** Start Dataset records **

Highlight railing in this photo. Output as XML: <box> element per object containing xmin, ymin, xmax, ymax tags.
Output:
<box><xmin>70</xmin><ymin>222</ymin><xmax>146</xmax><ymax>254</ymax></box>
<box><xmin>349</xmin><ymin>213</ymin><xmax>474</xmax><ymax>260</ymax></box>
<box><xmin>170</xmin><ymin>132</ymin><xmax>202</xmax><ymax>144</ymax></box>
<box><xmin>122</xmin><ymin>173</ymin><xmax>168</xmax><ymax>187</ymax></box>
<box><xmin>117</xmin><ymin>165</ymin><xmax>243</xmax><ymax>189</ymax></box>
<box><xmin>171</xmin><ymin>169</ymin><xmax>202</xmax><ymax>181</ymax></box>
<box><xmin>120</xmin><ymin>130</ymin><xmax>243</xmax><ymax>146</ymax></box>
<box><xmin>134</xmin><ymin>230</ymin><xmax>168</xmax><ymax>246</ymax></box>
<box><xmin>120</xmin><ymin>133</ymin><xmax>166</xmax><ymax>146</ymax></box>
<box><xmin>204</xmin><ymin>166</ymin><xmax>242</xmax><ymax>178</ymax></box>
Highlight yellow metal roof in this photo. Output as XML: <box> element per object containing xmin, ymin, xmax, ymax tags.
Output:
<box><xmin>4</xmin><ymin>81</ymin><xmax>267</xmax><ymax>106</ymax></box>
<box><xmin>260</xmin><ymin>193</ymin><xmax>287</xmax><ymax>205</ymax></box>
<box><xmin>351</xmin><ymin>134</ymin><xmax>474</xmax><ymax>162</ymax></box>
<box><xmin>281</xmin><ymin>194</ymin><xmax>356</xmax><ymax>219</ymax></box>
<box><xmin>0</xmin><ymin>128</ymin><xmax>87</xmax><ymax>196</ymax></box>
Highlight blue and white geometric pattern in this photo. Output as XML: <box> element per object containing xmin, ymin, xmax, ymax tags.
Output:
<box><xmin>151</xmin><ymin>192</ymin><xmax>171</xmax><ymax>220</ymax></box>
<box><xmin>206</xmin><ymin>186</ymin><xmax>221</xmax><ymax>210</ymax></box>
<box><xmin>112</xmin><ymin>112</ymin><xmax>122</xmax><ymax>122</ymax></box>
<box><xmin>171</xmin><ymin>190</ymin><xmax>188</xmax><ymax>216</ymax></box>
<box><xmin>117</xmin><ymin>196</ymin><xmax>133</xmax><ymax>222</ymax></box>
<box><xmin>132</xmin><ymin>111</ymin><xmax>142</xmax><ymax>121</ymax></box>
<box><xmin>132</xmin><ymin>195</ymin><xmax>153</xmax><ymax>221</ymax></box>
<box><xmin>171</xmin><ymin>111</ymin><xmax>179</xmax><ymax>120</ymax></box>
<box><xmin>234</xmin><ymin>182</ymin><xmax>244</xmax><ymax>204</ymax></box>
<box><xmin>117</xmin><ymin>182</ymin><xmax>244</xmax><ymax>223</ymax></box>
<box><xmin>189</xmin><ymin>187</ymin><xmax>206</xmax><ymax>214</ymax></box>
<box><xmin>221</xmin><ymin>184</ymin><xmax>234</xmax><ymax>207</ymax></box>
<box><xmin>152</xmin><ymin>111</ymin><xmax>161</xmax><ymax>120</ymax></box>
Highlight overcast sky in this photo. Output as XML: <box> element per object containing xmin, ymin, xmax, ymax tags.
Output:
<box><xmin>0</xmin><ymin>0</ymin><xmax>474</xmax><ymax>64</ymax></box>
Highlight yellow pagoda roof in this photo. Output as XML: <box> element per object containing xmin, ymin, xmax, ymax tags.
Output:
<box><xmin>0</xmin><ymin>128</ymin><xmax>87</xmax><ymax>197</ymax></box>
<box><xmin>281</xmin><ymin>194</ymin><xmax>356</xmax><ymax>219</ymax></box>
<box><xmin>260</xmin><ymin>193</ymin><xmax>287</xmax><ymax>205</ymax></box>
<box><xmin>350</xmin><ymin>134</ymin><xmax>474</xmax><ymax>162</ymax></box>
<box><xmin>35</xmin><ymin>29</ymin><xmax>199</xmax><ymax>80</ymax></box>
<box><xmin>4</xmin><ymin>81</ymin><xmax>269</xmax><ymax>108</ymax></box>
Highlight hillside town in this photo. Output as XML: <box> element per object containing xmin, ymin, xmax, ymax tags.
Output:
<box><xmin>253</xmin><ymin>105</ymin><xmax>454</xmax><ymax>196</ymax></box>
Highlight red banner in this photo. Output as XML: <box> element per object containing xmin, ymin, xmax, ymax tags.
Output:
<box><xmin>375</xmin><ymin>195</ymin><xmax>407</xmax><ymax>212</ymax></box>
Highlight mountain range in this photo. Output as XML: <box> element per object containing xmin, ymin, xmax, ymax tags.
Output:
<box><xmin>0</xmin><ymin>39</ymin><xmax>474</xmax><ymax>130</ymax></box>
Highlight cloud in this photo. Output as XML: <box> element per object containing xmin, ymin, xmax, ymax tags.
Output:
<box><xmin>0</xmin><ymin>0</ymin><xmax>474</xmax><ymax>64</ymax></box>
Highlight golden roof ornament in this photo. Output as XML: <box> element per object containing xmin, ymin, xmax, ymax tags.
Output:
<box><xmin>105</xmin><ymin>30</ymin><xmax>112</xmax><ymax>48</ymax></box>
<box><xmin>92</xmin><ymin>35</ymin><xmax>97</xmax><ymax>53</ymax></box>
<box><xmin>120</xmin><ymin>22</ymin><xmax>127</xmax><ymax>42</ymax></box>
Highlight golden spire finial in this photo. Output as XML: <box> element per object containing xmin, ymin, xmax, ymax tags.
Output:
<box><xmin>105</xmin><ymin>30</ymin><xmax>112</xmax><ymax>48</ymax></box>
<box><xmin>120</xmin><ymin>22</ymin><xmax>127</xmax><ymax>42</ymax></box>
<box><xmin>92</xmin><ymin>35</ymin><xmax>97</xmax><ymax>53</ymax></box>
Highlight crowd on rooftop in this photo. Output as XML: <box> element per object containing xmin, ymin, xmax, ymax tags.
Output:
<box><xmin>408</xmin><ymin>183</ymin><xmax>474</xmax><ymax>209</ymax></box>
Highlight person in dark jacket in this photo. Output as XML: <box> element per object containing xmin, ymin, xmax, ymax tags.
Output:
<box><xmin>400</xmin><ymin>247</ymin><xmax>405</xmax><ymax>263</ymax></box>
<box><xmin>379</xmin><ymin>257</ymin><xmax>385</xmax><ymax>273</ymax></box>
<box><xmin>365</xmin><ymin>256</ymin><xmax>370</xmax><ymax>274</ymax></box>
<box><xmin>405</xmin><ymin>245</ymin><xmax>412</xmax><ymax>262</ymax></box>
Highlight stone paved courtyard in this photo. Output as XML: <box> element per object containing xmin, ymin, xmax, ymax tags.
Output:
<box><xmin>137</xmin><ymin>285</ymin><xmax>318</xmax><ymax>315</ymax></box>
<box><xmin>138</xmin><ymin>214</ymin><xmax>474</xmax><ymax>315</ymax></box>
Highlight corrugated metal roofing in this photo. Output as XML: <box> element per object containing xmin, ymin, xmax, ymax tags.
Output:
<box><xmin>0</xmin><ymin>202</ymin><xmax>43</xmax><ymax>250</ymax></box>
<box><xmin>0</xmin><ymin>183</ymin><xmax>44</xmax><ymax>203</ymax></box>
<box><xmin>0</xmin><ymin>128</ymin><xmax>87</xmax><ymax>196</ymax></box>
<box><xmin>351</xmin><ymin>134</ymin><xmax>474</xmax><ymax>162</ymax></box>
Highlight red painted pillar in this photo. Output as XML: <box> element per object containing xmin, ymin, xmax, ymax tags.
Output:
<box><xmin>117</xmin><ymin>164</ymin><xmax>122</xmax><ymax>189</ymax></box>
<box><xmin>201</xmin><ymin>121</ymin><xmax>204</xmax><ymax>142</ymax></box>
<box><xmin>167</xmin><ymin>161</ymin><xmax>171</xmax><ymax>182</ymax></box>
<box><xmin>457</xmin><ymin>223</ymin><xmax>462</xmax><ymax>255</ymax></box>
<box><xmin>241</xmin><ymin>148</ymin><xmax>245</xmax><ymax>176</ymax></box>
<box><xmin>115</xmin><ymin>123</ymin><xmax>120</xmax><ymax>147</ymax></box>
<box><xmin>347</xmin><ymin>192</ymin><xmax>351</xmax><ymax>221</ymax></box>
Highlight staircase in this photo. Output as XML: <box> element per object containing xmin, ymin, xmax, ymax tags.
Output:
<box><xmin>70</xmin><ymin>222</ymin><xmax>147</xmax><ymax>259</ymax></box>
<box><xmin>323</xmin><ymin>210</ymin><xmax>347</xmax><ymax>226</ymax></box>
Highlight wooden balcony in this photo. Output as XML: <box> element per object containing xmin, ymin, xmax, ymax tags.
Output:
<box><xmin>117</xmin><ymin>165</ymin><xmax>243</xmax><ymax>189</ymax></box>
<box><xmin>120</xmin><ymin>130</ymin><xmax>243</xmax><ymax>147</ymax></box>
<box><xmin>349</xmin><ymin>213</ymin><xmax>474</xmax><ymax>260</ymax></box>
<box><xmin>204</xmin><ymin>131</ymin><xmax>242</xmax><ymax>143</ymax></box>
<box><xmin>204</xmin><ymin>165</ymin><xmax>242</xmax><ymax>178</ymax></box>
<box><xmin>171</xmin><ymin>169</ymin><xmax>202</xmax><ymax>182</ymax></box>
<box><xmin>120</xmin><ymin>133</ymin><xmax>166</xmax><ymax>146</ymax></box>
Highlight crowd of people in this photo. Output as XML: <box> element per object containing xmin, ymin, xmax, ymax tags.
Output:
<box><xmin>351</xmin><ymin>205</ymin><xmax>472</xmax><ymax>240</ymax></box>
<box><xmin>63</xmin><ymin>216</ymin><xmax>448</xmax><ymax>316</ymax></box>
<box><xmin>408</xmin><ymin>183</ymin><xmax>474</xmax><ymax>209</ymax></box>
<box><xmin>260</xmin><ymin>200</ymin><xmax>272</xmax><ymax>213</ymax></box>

** End Dataset records **

Your goal. Reproduce the listing above exactly from the line containing "Highlight wooden balcony" through its last line, with both of those lines included.

In response.
Highlight wooden balcony in this photo. Output as XML: <box> element per object containing xmin, ymin, xmax, ymax tags.
Output:
<box><xmin>117</xmin><ymin>165</ymin><xmax>243</xmax><ymax>189</ymax></box>
<box><xmin>120</xmin><ymin>130</ymin><xmax>243</xmax><ymax>147</ymax></box>
<box><xmin>349</xmin><ymin>213</ymin><xmax>474</xmax><ymax>260</ymax></box>
<box><xmin>204</xmin><ymin>131</ymin><xmax>242</xmax><ymax>143</ymax></box>
<box><xmin>204</xmin><ymin>165</ymin><xmax>242</xmax><ymax>178</ymax></box>
<box><xmin>171</xmin><ymin>169</ymin><xmax>202</xmax><ymax>182</ymax></box>
<box><xmin>120</xmin><ymin>133</ymin><xmax>166</xmax><ymax>146</ymax></box>
Highlight crowd of people in this photo. Output as XML: <box> element per object containing xmin, ymin, xmax, ymax tags.
Output:
<box><xmin>351</xmin><ymin>205</ymin><xmax>472</xmax><ymax>240</ymax></box>
<box><xmin>63</xmin><ymin>216</ymin><xmax>448</xmax><ymax>316</ymax></box>
<box><xmin>408</xmin><ymin>183</ymin><xmax>474</xmax><ymax>209</ymax></box>
<box><xmin>260</xmin><ymin>200</ymin><xmax>272</xmax><ymax>213</ymax></box>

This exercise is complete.